=== DATA LISTING ===
:::
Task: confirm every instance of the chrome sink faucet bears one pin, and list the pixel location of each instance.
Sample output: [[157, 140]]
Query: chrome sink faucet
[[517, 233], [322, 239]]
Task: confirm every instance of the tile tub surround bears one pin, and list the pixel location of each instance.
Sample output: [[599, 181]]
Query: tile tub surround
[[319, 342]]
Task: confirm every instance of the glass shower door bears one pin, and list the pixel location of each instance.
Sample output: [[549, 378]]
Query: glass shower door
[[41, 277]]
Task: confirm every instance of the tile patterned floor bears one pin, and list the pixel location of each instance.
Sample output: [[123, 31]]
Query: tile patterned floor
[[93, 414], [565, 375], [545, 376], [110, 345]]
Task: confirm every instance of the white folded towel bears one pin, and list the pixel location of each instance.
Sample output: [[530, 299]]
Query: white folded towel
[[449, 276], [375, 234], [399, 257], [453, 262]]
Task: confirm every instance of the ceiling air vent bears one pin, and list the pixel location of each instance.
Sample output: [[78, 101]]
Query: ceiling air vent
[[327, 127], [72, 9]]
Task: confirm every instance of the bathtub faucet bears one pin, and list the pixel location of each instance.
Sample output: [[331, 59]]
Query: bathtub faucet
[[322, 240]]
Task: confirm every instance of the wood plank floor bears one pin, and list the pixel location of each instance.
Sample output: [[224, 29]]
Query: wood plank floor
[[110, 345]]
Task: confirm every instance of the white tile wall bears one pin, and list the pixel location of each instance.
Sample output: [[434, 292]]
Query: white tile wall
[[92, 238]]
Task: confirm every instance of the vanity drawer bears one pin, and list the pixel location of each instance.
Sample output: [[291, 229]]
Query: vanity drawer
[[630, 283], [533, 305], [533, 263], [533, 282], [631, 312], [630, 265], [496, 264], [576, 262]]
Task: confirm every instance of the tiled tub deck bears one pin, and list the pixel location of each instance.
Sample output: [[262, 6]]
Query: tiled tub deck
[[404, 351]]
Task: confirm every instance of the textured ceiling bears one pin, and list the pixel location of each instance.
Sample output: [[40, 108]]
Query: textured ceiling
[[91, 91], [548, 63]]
:::
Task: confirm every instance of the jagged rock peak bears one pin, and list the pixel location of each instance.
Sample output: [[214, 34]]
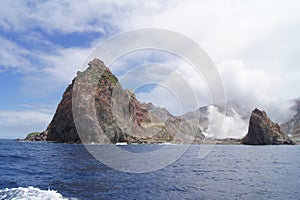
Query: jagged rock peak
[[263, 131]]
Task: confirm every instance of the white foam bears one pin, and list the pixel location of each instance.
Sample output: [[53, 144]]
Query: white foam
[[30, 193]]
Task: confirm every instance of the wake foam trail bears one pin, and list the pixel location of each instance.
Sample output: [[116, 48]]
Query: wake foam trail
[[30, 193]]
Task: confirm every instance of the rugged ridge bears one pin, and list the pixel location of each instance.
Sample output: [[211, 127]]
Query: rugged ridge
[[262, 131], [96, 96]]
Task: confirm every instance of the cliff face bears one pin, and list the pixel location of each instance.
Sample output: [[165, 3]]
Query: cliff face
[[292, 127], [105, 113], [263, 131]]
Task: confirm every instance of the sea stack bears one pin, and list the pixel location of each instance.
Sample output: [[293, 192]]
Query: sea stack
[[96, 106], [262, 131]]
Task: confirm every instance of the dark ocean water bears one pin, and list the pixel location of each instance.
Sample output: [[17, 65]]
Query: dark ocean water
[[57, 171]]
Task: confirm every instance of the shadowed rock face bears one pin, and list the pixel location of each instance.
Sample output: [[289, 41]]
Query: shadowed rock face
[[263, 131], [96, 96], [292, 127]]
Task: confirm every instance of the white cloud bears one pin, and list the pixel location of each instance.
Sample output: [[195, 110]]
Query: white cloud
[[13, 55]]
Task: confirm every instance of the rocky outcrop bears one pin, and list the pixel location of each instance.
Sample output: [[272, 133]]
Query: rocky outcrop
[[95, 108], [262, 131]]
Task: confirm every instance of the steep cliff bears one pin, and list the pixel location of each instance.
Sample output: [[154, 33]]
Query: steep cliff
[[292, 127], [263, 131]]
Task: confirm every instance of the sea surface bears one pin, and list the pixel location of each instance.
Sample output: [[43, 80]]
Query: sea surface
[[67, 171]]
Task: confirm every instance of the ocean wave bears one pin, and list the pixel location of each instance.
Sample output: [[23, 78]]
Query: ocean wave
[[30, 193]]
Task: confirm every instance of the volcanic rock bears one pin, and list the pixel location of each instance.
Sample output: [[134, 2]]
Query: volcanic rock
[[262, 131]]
:::
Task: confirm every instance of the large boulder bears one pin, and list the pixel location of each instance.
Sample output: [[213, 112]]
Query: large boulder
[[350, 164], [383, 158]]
:::
=== WHAT THE TASK ASKS ===
Can you lay out the lines above, from the line with "Task: confirm every instance of the white cloud" to the line with "[[262, 131]]", as a Markdown table with columns No. and Text, leaving out any blank lines?

=== EXERCISE RESULT ===
| No. | Text |
|---|---|
| 1 | Task: confirm every instance of the white cloud bears one pin, and list the pixel location of each instance. |
| 2 | Sample output: [[195, 110]] |
| 3 | Query: white cloud |
| 4 | [[13, 55]] |
| 5 | Task: confirm every instance of the rocky outcrop bears one pin, and list the pixel location of each instance. |
| 6 | Sample output: [[272, 133]] |
| 7 | Query: rocky outcrop |
| 8 | [[95, 108], [262, 131]] |
| 9 | Task: confirm every instance of the steep cliff bears one pin, and list the pixel location of each instance. |
| 10 | Sample output: [[154, 33]] |
| 11 | Query: steep cliff |
| 12 | [[292, 127], [263, 131]] |
| 13 | Task: confirm every instance of the sea surface bears one pin, and list the pixel location of each instance. |
| 14 | Sample output: [[43, 80]] |
| 15 | Query: sea surface |
| 16 | [[67, 171]] |
| 17 | Task: confirm every instance of the ocean wave bears one pin, and list the pixel location of each instance. |
| 18 | Sample output: [[23, 78]] |
| 19 | Query: ocean wave |
| 20 | [[30, 193]] |
| 21 | Task: confirm every instance of the volcanic rock bears one pin, and list the pixel location of each instance. |
| 22 | Sample output: [[134, 2]] |
| 23 | Query: volcanic rock |
| 24 | [[262, 131]] |